-- BEGIN Dataset extract --

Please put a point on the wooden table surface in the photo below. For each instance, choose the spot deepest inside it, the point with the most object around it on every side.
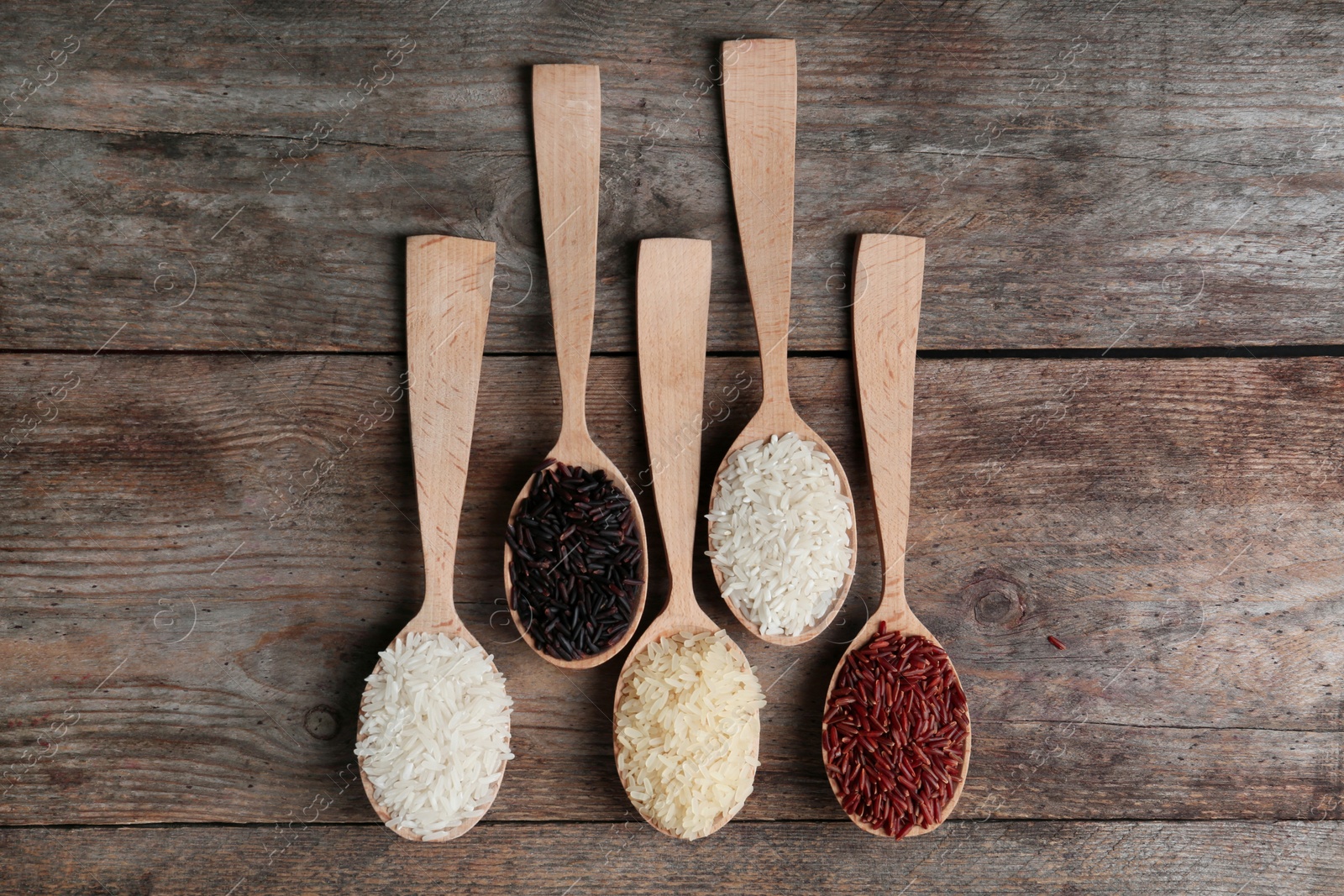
(1126, 430)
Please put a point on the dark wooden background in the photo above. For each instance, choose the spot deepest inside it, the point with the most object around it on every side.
(1126, 430)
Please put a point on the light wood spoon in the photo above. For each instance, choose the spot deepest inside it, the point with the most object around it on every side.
(887, 284)
(759, 107)
(448, 298)
(674, 311)
(568, 123)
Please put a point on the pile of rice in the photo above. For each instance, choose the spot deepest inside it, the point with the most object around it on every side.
(685, 730)
(780, 533)
(434, 732)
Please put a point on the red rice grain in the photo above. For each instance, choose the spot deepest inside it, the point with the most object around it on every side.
(894, 732)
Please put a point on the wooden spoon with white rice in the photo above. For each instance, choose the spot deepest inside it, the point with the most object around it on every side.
(434, 720)
(685, 669)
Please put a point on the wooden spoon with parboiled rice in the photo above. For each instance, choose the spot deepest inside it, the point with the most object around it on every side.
(781, 516)
(434, 720)
(687, 723)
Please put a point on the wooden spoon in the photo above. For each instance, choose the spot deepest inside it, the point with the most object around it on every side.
(568, 123)
(759, 107)
(448, 298)
(887, 284)
(674, 311)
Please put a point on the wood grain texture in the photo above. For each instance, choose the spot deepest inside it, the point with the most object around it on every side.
(889, 278)
(674, 320)
(203, 555)
(448, 302)
(1084, 176)
(568, 118)
(1016, 859)
(759, 113)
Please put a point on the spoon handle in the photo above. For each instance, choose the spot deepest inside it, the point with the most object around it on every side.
(759, 110)
(674, 312)
(448, 300)
(568, 129)
(887, 284)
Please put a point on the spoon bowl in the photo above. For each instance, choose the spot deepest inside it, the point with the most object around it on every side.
(674, 307)
(448, 298)
(887, 284)
(568, 123)
(759, 110)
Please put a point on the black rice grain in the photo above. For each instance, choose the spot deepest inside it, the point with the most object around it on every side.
(575, 562)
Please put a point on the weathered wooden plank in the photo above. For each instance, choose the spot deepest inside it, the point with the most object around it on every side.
(1084, 177)
(1245, 859)
(205, 553)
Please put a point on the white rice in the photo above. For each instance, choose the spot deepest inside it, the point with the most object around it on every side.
(434, 732)
(685, 730)
(780, 533)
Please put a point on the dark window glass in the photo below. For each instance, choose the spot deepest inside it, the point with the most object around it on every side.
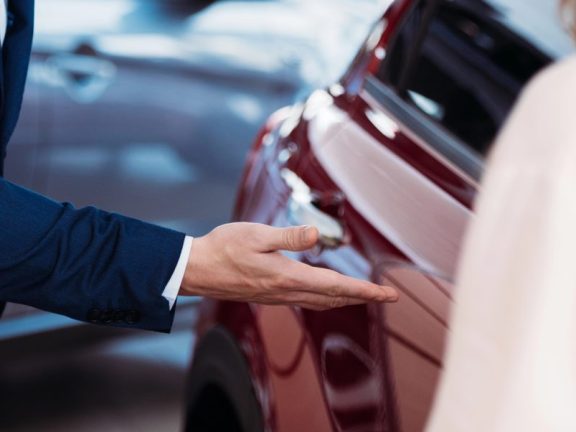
(462, 63)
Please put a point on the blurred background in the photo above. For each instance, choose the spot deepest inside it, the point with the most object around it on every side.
(147, 108)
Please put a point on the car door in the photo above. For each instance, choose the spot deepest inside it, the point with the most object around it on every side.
(436, 102)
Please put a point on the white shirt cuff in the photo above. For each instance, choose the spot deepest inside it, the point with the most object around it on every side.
(173, 287)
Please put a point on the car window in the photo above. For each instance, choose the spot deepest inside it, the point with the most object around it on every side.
(462, 63)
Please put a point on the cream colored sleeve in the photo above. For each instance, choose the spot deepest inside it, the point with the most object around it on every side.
(511, 358)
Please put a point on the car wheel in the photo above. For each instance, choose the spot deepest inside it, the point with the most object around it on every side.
(221, 396)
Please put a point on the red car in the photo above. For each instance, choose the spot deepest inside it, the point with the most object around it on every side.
(386, 164)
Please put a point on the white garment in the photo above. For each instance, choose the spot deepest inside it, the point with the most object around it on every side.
(511, 359)
(173, 286)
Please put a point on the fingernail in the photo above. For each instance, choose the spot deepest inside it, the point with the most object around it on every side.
(307, 233)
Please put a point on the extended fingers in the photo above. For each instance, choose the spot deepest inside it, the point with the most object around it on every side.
(294, 239)
(335, 285)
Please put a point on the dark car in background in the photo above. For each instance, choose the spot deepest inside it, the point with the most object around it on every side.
(147, 107)
(386, 163)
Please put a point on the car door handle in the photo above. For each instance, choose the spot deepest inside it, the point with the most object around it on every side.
(302, 211)
(85, 77)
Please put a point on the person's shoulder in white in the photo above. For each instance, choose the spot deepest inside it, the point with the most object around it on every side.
(541, 127)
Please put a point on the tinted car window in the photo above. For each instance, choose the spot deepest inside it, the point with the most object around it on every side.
(462, 63)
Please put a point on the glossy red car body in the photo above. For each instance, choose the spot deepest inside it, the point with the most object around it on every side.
(344, 161)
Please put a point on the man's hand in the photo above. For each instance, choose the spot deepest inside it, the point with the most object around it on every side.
(242, 262)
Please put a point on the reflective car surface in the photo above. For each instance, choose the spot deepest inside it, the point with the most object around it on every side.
(148, 107)
(385, 163)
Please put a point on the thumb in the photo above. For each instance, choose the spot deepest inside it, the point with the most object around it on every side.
(294, 238)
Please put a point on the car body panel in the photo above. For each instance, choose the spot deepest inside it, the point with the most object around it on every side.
(374, 163)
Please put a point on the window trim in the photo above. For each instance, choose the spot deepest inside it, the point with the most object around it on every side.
(449, 146)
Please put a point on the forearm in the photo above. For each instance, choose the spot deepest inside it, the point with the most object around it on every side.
(84, 263)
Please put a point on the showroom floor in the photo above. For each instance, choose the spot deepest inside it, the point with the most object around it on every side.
(90, 378)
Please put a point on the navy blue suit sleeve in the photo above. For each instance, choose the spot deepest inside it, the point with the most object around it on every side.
(84, 263)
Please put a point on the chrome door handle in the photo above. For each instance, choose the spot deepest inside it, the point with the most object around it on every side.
(84, 77)
(302, 211)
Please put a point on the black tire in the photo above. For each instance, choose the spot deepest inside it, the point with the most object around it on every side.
(220, 392)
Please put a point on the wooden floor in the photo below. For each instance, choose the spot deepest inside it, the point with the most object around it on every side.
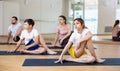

-- END Dataset extract --

(What is required)
Count the lines above that contain the word "spoon", treating uppercase and lowercase as different, and give only the number.

(Final result)
6